### RECORDS

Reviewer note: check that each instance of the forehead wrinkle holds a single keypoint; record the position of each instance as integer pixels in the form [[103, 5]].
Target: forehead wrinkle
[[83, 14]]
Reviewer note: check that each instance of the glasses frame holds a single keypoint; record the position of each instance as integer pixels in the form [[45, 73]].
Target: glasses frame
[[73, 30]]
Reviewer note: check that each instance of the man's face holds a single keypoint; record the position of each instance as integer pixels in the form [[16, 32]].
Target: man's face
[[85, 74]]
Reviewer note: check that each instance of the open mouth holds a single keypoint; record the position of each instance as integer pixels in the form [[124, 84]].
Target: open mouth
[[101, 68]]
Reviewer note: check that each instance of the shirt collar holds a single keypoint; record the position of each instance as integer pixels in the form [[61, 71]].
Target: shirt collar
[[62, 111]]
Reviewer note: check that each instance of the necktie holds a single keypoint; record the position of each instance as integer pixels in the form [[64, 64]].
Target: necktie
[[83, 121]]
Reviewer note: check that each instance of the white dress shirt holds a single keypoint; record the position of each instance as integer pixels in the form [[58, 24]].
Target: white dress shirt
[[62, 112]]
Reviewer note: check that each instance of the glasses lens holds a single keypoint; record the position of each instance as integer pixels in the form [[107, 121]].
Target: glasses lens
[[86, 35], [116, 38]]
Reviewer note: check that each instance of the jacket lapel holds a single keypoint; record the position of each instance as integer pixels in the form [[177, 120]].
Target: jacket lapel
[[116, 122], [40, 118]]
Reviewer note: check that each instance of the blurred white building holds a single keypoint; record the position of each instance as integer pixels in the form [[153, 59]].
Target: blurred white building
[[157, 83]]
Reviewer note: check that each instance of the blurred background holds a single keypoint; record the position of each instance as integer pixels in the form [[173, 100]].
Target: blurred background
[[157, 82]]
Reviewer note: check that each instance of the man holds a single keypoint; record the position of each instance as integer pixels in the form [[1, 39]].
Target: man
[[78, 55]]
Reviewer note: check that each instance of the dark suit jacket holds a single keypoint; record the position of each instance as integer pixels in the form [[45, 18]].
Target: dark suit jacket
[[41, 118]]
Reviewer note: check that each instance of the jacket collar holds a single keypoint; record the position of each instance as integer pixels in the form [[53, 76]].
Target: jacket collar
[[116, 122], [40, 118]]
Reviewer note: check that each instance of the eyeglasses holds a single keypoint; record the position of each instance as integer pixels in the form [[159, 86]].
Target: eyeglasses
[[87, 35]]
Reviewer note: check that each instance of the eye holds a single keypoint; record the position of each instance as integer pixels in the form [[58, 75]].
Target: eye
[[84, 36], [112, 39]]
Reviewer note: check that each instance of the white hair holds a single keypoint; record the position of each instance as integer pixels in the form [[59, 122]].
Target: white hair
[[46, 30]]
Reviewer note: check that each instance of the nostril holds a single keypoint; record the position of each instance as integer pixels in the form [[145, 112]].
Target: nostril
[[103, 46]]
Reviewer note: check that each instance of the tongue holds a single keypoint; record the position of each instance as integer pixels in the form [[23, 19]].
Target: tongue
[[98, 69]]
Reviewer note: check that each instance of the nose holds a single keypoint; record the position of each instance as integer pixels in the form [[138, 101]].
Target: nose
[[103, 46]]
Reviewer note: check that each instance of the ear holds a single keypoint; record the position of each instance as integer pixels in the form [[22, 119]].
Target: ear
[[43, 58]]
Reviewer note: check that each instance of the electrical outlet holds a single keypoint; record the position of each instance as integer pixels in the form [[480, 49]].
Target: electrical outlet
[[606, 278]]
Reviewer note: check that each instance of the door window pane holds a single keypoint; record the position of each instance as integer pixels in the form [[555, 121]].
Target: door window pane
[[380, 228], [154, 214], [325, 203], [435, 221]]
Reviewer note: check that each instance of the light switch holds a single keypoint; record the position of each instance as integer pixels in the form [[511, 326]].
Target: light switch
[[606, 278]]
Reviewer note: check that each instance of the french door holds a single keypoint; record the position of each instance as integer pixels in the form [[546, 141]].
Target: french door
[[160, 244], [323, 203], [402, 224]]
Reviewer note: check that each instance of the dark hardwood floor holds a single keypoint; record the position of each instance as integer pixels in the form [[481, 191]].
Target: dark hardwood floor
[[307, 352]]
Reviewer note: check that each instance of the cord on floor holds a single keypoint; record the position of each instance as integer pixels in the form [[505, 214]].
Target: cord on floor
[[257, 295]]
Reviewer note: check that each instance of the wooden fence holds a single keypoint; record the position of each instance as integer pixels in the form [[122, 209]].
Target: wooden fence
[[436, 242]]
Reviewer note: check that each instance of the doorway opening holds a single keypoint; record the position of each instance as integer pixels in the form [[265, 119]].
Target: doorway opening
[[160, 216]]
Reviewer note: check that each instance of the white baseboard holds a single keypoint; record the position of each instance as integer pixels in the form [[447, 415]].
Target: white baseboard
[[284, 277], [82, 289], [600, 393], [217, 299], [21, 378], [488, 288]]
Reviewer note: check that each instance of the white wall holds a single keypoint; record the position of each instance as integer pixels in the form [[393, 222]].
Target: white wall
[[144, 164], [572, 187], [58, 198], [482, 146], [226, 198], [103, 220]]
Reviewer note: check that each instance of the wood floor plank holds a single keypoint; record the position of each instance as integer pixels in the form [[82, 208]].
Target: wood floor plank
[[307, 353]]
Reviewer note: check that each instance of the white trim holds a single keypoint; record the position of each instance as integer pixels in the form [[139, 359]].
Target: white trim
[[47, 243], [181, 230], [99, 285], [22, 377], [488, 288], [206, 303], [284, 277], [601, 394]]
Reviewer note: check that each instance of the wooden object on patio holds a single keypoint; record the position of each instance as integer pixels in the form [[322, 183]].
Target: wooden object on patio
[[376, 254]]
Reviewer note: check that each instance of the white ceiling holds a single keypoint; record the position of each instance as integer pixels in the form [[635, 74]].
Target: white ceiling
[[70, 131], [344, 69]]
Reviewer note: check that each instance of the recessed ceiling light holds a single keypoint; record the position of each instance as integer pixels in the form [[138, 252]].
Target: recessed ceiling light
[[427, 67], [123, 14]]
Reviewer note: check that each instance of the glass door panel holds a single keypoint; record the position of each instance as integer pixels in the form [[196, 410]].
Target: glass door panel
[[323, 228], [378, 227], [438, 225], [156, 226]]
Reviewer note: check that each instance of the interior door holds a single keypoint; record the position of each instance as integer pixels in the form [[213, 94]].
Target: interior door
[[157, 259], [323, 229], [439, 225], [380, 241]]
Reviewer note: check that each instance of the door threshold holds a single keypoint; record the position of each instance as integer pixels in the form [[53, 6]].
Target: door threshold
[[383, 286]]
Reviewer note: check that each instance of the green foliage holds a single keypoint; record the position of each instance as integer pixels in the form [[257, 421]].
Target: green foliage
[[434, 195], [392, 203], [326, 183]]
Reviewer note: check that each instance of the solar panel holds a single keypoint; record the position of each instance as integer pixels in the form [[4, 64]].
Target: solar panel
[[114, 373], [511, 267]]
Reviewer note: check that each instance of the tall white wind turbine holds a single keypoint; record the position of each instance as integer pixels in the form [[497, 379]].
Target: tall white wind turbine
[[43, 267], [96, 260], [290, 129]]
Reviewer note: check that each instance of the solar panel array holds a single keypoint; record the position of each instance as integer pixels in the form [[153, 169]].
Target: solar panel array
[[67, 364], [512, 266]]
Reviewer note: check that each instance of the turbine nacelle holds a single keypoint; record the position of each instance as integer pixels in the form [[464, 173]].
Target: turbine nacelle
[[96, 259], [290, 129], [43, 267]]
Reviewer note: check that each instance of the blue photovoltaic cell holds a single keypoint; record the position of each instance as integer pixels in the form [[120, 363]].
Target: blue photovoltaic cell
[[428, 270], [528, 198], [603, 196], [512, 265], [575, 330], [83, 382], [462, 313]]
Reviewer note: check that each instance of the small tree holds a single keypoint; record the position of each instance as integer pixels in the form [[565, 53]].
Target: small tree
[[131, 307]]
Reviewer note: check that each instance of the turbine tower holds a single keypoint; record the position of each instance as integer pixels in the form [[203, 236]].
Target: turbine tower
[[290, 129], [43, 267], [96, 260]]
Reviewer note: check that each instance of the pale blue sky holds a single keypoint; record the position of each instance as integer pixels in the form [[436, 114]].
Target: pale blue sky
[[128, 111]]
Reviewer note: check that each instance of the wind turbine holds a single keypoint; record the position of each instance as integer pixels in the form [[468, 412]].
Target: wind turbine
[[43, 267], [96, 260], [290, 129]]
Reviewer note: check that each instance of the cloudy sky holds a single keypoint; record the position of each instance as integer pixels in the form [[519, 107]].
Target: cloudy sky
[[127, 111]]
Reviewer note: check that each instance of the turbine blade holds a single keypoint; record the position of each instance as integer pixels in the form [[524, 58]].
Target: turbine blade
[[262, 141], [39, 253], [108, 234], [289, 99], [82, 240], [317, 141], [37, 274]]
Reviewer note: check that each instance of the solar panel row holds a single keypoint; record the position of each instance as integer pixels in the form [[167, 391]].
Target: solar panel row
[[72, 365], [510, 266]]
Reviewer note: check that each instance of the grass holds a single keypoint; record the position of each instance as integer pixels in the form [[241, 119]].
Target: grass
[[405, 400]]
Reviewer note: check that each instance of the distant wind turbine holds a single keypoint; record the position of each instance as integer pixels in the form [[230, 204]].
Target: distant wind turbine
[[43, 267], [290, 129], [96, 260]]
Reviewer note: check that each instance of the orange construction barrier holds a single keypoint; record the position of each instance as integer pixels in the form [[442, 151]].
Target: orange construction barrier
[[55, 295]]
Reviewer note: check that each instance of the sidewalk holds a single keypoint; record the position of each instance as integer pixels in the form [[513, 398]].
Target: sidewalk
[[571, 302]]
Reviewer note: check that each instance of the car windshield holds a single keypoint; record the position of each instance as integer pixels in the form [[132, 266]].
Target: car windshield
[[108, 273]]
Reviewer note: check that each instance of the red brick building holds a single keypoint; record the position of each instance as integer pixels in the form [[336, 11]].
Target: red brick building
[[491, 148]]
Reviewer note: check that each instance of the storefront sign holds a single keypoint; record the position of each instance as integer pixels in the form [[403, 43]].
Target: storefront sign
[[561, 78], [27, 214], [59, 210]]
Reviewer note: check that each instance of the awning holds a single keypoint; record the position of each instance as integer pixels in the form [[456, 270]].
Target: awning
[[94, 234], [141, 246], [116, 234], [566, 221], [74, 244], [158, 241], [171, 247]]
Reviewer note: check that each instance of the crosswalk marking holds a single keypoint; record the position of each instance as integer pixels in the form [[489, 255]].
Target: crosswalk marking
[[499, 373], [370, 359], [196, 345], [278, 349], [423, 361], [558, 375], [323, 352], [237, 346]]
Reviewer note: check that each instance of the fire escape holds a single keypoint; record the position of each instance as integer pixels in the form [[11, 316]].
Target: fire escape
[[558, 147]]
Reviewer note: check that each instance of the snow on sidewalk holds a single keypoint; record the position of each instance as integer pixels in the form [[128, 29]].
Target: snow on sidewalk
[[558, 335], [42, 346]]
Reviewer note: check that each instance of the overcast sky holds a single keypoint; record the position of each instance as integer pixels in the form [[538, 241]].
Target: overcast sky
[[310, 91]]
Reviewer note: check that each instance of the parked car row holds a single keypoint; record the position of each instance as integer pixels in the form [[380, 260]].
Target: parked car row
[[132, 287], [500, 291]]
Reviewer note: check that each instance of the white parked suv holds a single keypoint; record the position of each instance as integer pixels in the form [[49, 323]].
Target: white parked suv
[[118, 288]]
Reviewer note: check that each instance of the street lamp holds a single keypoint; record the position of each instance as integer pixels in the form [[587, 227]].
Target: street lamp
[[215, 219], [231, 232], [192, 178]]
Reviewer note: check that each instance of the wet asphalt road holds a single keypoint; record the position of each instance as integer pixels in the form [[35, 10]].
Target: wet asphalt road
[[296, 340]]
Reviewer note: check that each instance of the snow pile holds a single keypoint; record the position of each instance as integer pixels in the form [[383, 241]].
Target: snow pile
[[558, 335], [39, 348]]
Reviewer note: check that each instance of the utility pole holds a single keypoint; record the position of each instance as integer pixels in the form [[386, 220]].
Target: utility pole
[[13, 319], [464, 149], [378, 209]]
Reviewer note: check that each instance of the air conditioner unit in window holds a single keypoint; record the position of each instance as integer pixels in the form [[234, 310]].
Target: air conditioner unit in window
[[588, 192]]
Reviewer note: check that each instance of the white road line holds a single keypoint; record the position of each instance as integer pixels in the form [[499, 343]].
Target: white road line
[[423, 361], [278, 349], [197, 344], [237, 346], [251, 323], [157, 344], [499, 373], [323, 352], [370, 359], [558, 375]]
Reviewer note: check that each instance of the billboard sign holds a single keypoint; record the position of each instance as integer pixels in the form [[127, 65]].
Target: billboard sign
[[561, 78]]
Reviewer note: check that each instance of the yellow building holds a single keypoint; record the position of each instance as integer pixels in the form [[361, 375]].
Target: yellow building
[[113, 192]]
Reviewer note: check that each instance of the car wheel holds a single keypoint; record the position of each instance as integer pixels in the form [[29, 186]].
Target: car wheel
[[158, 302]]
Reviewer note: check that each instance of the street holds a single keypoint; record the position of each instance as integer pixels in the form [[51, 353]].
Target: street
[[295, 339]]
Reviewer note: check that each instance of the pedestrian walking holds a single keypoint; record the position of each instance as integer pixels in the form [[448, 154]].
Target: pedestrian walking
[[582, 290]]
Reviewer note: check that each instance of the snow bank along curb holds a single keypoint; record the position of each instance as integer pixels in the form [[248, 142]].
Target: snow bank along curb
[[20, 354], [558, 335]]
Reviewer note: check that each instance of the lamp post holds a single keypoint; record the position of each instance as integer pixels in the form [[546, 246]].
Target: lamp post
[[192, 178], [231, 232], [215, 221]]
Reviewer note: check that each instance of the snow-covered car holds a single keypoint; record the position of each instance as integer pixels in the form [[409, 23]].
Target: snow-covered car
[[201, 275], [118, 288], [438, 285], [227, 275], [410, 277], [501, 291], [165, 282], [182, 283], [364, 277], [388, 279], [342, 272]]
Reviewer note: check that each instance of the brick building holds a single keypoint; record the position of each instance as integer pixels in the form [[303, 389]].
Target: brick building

######

Please switch "door threshold" to "door sill" in the lines running from the one containing "Reviewer note: check that each instance of the door threshold" through the one containing "[[383, 286]]", inclusive, and write out only those lines again, leaving everything else unchanged.

Reviewer note: check that each instance of the door sill holds a single keypoint; record the position of each instance as integer pixels in the form [[53, 6]].
Target: door sill
[[383, 286]]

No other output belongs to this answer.